**Défis**
1. Indiquez si chacune des affirmations (a), (b) et (c) concorde avec l'article ci-dessous sur Gaston Kelman, en répondant par oui ou non et en citant les mots décisifs de l'article. (a) Gaston Kelman vit en France depuis 1983. (b) Son livre est sorti en mars. (c) Plus de 30 000 exemplaires du livre ont été vendus.
2. Prolongez, s'il vous plaît, l'article ci-dessous sur Gaston Kelman à partir de sa dernière phrase.

La Corrèze, pas le Zambèze

Succès de librairie pour le pamphlet du Franco-Camerounais Gaston Kelman. Un auteur qui ne mâche pas ses mots.

Publié le 22 mars 2004 Lecture : 6 minutes.

Gaston Kelman, 50 ans, originaire du Cameroun, vit en France depuis 1983. Après être passé par l’Institut d’urbanisme de Paris, il a été nommé directeur de l’Observatoire urbain d’Évry, puis a dirigé la Maison des services publics de Courcouronnes (près de la capitale). Son livre Je suis noir et je n’aime pas le manioc, sorti en février, figure dans la liste des meilleures ventes : plus de 30 000 exemplaires ont été écoulés.

**Matériel fourni**

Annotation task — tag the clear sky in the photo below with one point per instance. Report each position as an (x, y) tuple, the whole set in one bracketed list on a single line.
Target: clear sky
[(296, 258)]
* * *
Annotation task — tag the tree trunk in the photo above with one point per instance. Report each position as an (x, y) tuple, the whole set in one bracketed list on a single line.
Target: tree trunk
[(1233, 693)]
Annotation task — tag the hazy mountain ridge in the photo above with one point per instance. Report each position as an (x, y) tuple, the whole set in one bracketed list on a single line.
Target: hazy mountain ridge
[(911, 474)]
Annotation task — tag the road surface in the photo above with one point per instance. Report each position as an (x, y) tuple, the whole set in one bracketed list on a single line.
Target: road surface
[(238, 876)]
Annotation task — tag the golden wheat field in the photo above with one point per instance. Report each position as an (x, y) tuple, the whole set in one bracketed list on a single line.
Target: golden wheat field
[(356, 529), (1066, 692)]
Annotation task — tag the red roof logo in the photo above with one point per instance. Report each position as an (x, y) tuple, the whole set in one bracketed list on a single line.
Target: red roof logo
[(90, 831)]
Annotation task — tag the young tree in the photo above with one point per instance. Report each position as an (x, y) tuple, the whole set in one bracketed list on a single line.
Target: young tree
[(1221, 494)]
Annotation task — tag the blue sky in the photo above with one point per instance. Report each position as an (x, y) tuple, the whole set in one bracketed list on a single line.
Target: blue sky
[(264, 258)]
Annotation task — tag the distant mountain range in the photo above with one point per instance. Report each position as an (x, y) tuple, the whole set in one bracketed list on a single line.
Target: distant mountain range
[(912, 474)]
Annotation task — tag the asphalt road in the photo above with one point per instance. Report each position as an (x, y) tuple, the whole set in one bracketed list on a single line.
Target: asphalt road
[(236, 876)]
* * *
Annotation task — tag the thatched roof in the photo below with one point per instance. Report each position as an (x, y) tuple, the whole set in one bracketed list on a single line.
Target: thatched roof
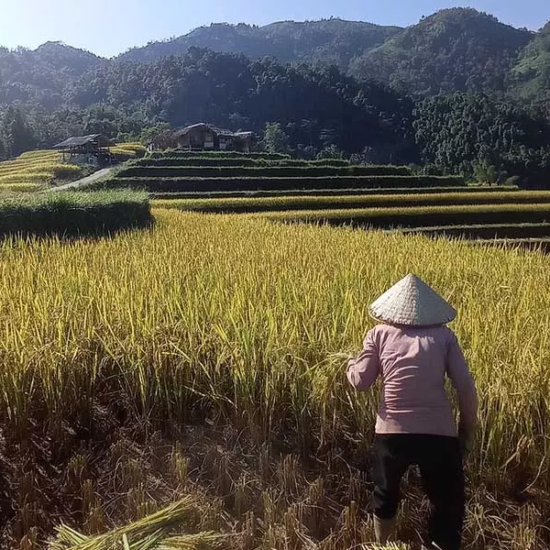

**Les résultats**
1.
(a) Oui : « vit en France depuis 1983 ».
(b) Non : « sorti en février ».
(c) Oui : « plus de 30 000 exemplaires ont été écoulés ».

2.
En homme de terrain, Gaston Kelman analyse les méandres de la France sociale et politique. Dans ce « pays des lumières », les chances sont loin d’être égales, selon que l’on est noir ou blanc. Gaston Kelman, Noir bourguignon – comme il se définit -, n’est pas tendre non plus avec son continent d’origine, « l’Afrique laxiste […] qui se complaît derrière des souffrances toujours réitérées ». Ce pamphlet, qui égratigne tout le monde, ne laisse personne indifférent.

Jeune Afrique/l’intelligent : Gaston Kelman, êtes-vous français ou franco-camerounais ?
Gaston Kelman : Les deux. Mais d’abord français. Si je suis né camerounais, je suis devenu français. Et c’est cette identité qui m’engage aujourd’hui. La France est mon
espace de vie, et celui de mes enfants.
J.A.I. : Votre livre est-il issu d’une commande d’éditeur ?
G.K. : Oui, c’est une commande. J’ai rencontré l’éditeur, je lui ai dit que j’écrivais de la fiction. Il préférait un essai. Nous avons parlé d’immigration. Il recherchait quelque chose qui allait dans le sens du pamphlet. C’était mon terrain !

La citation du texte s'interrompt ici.